**Exercise inputs**
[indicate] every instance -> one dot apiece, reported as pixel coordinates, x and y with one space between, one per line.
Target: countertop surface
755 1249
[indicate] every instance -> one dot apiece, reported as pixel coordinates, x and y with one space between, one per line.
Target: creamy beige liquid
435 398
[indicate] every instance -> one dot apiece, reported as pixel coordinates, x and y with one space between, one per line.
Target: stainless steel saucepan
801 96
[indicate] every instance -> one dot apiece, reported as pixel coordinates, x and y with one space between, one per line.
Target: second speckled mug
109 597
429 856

**Your objective**
Give the records back in full, word for word.

**Response area**
[indicate] every instance -> one dot apiece, reported as pixel coordinates, x and y with one space between, one per line.
Target: countertop surface
755 1249
[indicate] every instance -> one dot apiece, reported as pixel coordinates, x and y with one space between, one per line.
Target: creamy beige liquid
435 398
[indicate] every instance -> one dot apiece, reported as pixel coordinates, x and y with one space between, one per line.
Target: stainless steel saucepan
801 96
[indicate] every instance -> one dot apiece, reported as pixel coordinates, x and y with one space between, one per line.
Target: second speckled mug
109 597
429 856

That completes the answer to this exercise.